-------- INPUT MATERIAL --------
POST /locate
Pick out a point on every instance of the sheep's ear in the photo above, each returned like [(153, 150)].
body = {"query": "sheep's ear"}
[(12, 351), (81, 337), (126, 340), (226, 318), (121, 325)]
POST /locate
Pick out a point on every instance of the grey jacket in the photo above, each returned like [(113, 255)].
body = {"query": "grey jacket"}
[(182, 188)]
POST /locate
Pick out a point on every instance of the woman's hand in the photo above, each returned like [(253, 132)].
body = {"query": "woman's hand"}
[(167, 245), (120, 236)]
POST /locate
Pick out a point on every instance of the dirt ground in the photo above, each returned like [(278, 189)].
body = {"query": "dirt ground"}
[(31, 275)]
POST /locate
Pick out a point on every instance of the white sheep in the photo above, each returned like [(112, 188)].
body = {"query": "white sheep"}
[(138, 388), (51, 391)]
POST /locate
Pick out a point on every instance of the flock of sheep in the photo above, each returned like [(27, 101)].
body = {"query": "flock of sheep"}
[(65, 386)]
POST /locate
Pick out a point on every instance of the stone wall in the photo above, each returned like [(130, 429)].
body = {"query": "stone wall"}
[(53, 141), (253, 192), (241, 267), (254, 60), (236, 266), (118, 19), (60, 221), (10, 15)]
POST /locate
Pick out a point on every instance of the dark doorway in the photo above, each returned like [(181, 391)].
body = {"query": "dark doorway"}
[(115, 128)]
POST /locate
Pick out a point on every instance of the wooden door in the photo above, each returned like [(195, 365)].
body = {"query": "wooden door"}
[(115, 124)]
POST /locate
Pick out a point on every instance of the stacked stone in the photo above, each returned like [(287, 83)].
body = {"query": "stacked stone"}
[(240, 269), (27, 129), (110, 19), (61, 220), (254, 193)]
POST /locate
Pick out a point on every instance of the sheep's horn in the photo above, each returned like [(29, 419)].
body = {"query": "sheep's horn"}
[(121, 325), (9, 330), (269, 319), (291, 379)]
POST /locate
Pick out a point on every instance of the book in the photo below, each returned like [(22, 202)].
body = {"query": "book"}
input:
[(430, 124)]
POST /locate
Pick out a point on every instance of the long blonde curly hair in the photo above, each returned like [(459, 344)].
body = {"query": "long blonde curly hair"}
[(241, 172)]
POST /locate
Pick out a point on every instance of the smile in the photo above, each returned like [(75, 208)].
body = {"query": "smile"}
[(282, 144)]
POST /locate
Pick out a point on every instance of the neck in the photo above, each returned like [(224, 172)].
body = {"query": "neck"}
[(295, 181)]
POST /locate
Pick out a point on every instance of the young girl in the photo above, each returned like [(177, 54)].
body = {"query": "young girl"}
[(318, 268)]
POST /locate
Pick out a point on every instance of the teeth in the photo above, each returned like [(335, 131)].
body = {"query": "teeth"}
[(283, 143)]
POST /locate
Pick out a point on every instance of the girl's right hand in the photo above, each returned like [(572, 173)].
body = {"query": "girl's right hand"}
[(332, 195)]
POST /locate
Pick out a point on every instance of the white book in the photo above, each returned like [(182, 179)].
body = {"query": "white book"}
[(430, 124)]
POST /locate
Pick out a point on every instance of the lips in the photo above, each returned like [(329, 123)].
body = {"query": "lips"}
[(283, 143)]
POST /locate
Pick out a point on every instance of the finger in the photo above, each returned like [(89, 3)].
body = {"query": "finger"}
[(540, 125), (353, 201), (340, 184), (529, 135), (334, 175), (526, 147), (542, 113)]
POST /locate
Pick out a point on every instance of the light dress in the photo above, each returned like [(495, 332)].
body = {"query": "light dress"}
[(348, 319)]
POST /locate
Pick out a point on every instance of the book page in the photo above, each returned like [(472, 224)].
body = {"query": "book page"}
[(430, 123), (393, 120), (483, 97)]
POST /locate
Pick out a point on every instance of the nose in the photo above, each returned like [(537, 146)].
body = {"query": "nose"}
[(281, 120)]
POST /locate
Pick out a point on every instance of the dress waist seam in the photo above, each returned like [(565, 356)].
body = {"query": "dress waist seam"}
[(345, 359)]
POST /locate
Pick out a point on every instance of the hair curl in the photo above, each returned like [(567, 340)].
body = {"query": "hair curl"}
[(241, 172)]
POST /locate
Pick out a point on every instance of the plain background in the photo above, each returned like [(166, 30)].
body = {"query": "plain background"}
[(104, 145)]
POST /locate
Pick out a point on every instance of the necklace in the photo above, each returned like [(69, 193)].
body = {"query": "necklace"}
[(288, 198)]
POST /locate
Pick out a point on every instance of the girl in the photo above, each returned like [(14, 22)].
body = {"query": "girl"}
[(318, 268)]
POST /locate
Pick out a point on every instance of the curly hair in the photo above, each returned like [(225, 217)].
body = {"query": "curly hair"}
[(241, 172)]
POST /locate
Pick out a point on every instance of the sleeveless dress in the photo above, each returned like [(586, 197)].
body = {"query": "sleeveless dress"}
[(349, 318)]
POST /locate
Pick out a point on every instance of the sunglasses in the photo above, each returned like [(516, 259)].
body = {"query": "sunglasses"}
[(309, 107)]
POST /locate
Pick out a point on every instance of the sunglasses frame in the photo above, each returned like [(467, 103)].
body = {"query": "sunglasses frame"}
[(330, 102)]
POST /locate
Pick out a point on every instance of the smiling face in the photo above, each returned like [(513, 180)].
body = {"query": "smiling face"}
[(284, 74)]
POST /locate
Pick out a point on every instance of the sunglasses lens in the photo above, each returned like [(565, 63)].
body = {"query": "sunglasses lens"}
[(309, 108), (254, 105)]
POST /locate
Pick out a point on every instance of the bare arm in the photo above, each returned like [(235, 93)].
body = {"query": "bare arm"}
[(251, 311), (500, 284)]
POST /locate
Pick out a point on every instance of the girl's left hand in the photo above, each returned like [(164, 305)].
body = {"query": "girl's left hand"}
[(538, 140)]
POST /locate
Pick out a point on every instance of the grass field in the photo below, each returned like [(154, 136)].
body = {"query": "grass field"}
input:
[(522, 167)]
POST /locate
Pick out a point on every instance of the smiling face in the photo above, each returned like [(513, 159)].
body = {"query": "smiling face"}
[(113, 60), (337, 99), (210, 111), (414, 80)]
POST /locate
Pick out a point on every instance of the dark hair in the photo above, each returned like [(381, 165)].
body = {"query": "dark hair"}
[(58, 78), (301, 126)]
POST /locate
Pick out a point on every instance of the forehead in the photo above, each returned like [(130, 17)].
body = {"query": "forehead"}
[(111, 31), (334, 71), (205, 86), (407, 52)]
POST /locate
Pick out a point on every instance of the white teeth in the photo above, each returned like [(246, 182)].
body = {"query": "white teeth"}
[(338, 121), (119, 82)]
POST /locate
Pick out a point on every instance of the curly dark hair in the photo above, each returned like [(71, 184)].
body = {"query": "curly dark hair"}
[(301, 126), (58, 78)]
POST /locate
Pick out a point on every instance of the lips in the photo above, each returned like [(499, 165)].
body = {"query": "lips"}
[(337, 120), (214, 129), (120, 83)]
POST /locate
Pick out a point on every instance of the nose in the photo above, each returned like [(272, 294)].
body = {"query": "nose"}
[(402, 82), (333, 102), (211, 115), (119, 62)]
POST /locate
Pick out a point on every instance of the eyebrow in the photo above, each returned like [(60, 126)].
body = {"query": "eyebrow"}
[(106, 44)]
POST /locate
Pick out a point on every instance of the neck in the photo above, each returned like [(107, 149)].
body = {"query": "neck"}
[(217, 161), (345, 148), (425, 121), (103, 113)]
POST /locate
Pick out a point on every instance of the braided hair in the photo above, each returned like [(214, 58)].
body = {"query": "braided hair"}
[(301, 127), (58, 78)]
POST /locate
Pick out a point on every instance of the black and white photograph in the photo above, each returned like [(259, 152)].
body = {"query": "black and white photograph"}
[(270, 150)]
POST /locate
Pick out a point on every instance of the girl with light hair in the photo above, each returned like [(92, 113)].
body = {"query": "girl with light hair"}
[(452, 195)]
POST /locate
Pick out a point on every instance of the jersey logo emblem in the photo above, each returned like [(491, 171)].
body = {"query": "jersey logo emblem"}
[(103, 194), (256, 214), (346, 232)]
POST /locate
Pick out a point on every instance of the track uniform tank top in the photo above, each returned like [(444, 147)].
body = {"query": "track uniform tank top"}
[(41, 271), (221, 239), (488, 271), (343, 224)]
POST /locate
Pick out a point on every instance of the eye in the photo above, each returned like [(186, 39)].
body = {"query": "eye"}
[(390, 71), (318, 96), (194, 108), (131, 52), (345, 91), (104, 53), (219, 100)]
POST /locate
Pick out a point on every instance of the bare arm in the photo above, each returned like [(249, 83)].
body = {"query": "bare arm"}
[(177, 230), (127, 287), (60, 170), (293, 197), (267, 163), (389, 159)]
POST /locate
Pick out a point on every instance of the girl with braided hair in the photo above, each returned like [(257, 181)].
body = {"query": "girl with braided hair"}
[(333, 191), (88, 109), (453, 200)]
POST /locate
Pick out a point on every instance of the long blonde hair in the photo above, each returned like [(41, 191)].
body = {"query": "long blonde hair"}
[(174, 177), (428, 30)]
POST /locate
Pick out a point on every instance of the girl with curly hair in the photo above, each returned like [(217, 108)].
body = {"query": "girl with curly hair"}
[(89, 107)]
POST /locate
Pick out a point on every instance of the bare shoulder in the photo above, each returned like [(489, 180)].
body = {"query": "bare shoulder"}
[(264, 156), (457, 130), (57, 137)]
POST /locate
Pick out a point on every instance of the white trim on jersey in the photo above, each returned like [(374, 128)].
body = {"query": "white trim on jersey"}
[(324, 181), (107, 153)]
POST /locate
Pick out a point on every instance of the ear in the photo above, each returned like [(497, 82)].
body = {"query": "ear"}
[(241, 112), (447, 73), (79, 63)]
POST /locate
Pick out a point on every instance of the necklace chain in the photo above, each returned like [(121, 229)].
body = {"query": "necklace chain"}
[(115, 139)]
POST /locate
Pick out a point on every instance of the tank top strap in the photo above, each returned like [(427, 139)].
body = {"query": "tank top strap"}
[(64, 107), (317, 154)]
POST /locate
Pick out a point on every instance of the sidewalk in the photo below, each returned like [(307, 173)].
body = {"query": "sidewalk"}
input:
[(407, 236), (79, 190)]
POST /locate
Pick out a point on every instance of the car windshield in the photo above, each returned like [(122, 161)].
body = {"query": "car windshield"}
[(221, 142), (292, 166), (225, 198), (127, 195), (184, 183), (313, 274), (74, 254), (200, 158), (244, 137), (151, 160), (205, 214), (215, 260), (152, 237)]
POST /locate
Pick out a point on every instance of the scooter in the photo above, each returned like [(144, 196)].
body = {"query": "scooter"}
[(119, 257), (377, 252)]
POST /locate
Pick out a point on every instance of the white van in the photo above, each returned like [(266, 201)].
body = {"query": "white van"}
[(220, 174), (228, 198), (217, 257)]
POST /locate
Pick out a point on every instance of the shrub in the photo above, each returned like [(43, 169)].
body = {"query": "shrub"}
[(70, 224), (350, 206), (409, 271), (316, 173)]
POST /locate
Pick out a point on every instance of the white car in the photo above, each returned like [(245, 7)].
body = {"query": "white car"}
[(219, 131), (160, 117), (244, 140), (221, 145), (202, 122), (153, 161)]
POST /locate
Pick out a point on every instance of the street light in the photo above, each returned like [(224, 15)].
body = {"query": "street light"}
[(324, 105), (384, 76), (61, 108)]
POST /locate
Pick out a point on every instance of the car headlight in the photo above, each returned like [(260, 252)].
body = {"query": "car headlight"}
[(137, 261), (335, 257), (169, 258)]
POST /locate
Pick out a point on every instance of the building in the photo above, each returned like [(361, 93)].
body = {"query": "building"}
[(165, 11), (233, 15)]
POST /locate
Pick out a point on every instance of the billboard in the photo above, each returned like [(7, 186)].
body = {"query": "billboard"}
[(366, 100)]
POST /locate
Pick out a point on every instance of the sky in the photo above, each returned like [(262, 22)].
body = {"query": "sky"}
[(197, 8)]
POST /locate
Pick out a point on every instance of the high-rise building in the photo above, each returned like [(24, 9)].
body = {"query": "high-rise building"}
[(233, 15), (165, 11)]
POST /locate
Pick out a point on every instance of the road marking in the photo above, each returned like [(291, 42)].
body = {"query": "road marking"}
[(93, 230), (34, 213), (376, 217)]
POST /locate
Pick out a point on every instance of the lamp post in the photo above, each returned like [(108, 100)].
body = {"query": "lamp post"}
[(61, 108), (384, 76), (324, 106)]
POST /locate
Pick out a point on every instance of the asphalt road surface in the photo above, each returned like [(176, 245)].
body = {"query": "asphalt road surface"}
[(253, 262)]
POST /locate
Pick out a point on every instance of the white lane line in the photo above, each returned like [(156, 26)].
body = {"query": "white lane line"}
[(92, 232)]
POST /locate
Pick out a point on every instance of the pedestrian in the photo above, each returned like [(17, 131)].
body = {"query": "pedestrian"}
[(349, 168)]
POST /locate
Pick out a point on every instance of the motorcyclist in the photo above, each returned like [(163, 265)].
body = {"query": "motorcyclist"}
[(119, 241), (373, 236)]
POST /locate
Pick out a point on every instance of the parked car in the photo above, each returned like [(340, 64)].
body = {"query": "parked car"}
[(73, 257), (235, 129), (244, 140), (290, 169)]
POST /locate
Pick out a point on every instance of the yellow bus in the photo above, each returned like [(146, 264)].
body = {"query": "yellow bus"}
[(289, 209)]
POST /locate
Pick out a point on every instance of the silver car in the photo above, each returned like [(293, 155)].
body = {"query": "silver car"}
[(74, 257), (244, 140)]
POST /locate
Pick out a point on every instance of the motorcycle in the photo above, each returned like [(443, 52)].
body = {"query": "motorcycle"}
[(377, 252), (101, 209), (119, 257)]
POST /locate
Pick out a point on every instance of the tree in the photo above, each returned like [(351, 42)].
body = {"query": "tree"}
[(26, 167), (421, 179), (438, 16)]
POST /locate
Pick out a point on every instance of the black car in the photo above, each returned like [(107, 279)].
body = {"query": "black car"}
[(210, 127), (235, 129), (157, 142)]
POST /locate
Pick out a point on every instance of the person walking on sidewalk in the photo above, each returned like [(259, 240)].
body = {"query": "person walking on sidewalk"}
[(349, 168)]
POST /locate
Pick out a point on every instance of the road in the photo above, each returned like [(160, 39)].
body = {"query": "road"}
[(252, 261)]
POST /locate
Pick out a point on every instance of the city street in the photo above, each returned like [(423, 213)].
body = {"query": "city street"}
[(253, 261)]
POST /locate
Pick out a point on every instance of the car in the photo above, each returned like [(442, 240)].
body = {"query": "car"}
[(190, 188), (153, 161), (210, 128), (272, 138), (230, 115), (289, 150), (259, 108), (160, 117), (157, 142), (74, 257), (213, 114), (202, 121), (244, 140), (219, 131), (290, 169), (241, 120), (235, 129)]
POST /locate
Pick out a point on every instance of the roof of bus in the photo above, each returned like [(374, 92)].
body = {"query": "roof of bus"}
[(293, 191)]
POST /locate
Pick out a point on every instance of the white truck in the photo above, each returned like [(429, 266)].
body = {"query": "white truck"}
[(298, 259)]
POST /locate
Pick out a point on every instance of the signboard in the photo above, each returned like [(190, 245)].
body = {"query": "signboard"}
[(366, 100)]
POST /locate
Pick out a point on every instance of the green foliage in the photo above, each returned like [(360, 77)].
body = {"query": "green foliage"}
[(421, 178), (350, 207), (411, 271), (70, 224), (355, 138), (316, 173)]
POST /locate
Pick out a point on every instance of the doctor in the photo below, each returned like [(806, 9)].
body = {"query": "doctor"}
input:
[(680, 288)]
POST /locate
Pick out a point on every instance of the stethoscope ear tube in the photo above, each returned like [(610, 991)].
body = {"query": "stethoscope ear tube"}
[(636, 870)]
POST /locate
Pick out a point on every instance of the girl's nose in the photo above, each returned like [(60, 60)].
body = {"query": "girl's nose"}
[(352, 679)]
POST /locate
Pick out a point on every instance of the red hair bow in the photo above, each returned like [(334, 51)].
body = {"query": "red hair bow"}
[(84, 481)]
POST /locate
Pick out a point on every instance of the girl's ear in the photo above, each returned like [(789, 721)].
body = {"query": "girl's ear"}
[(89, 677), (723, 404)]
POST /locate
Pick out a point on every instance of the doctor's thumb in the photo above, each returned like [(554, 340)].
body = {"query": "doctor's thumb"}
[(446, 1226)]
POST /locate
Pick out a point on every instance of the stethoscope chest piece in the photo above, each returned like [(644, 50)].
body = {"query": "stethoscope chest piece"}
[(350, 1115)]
--------
Output every line from the start of the entries through the line containing "221), (10, 15)]", both included, as a Markdown table with the columns Row and Line. Number each row and leave out blank lines.

| Row | Line |
|---|---|
| 1 | POST /locate |
| 2 | Pick out a point on every instance of the sheep's ear in the photo above, each returned like [(153, 150)]. |
| 3 | body = {"query": "sheep's ear"} |
| 4 | [(12, 351), (81, 337), (126, 340), (226, 318), (121, 325)] |
| 5 | POST /locate |
| 6 | Pick out a point on every instance of the grey jacket in the photo above, each returned like [(113, 255)]. |
| 7 | body = {"query": "grey jacket"} |
| 8 | [(182, 188)] |
| 9 | POST /locate |
| 10 | Pick out a point on every instance of the woman's hand in the photo above, each returned like [(253, 132)]. |
| 11 | body = {"query": "woman's hand"} |
| 12 | [(167, 245), (120, 236)] |
| 13 | POST /locate |
| 14 | Pick out a point on every instance of the dirt ground in the photo above, each returned like [(278, 189)]. |
| 15 | body = {"query": "dirt ground"} |
| 16 | [(31, 275)] |
| 17 | POST /locate |
| 18 | Pick out a point on every instance of the white sheep in the photo above, each returned like [(112, 188)]. |
| 19 | body = {"query": "white sheep"} |
| 20 | [(138, 388), (51, 391)] |
| 21 | POST /locate |
| 22 | Pick out a point on every instance of the flock of sheep in the photo above, each returned like [(27, 101)]. |
| 23 | body = {"query": "flock of sheep"} |
| 24 | [(65, 386)] |
| 25 | POST /locate |
| 26 | Pick out a point on every instance of the stone wall in the photo above, each returned like [(130, 429)]. |
| 27 | body = {"query": "stone wall"} |
| 28 | [(53, 141), (253, 192), (241, 267), (254, 60), (236, 266), (118, 19), (60, 221), (10, 15)] |